== Extracted text ==
---

Given the clear difficulties in designing carbon credits that do what they say on the tin, and the challenges in safeguarding consumers from misleading claims, should we stop producing and using these instruments entirely? The answer depends on who you ask.
Many environmental publications, and most climate activist organisations, would shout “no” from the rooftops. Greenpeace, for example, brand carbon offsetting “a bookkeeping trick intended to obscure climate-wrecking emissions” and suggest that the market is funded by “big polluters who want to keep putting profits over people and planet”. Carbon Market Watch, meanwhile, claim that many of the largest companies use carbon credits as a cover for low climate ambition, and even that purchases of credits could be used to divert attention from human rights abuses (the 2022 FIFA World Cup in Qatar was marketed as “carbon neutral”).Whether carbon credits slow down “real” decarbonization is debated in the literature. A 2023 study by Trove Research – recently acquired by MSCI – claimed that companies using carbon credits decarbonize twice as fast as those that don’t, implying that the primary credit buyers are already climate leaders. Nonetheless, these views are influential with some policymakers, particularly in the EU and among some small-island states most vulnerable to the effects of climate change.
But many countries, standard-setters and international organisations disagree. Carbon credits as a financing solution continue to be supported by most UN agencies, advanced economies like the USA and Singapore, as well as many developing countries in Africa and Latin America. There is one primary reason why: the potential of carbon credits to channel climate finance to emerging markets. According to the International Energy Agency, these countries will need up to a seven-fold increase in investment to between USD 1.4-1.9 trillion per annum in clean energy by 2030 – compared to just $260bn currently. With such a rapid step-up in cross-border climate finance required, the argument goes, we cannot leave any potential source of climate finance untapped, including carbon credits. Even under the UN’s landmark Paris Agreement (2015), countries are still encouraged to engage in “cooperative approaches” to reduce emissions, a euphemism for cross-border carbon trading by sovereigns in pursuit of national climate targets. A Swiss Foundation, for example, has recently agreed to fund the electrification of Bangkok’s bus fleet, in return for the right to claim the resultant emissions benefits. In a recent op-ed for the Financial Times, Mark Carney – the UN Special Envoy on Climate Action and Finance – came out strongly in support of these arguments. He called on policymakers to “stop debating carbon markets start building them.”

---

== Dataset entries ==

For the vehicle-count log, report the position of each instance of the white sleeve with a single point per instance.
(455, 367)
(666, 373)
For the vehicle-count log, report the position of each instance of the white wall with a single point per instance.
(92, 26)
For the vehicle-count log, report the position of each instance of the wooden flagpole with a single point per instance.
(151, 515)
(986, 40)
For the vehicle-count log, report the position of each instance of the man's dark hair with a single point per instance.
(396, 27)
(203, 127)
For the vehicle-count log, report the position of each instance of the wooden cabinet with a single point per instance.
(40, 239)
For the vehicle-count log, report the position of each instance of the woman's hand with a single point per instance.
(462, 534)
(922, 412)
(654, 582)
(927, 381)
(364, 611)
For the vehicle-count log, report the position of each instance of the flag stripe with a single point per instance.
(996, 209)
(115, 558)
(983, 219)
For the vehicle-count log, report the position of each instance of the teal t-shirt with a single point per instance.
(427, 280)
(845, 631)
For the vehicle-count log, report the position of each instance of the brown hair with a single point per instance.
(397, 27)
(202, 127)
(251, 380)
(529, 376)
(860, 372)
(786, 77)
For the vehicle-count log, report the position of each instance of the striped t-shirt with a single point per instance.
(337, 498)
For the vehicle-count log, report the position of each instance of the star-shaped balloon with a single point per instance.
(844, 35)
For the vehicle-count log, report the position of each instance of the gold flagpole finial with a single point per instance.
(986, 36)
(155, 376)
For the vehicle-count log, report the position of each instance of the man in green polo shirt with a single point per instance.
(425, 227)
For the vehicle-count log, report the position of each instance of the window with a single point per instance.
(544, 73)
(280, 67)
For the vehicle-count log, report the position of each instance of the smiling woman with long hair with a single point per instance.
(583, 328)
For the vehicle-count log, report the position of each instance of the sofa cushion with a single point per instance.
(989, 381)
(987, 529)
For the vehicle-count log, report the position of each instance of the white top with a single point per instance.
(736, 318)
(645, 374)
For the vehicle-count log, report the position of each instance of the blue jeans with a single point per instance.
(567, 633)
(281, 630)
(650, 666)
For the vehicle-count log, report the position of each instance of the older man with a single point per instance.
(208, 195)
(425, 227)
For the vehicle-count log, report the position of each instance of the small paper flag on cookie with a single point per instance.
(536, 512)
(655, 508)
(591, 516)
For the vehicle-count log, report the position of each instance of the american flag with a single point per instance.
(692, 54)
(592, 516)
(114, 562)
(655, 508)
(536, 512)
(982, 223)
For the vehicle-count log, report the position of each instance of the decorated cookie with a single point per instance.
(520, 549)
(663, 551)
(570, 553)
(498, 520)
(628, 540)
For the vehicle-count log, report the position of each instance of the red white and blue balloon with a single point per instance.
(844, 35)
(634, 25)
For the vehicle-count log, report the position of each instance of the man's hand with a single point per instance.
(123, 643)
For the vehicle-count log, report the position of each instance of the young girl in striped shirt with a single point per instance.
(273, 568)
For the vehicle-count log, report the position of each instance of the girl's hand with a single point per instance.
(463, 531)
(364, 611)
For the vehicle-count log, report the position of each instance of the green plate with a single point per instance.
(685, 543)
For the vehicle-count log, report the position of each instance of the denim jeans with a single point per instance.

---

== Exercises to complete ==
[1] In the carbon credits passage, what has a Swiss Foundation recently agreed to fund?
[2] Copy word for word everything in the carbon credits passage from "Given the clear" down to "who you ask.".

== The answers ==
[1] The electrification of Bangkok's bus fleet.

[2]
Given the clear difficulties in designing carbon credits that do what they say on the tin, and the challenges in safeguarding consumers from misleading claims, should we stop producing and using these instruments entirely? The answer depends on who you ask.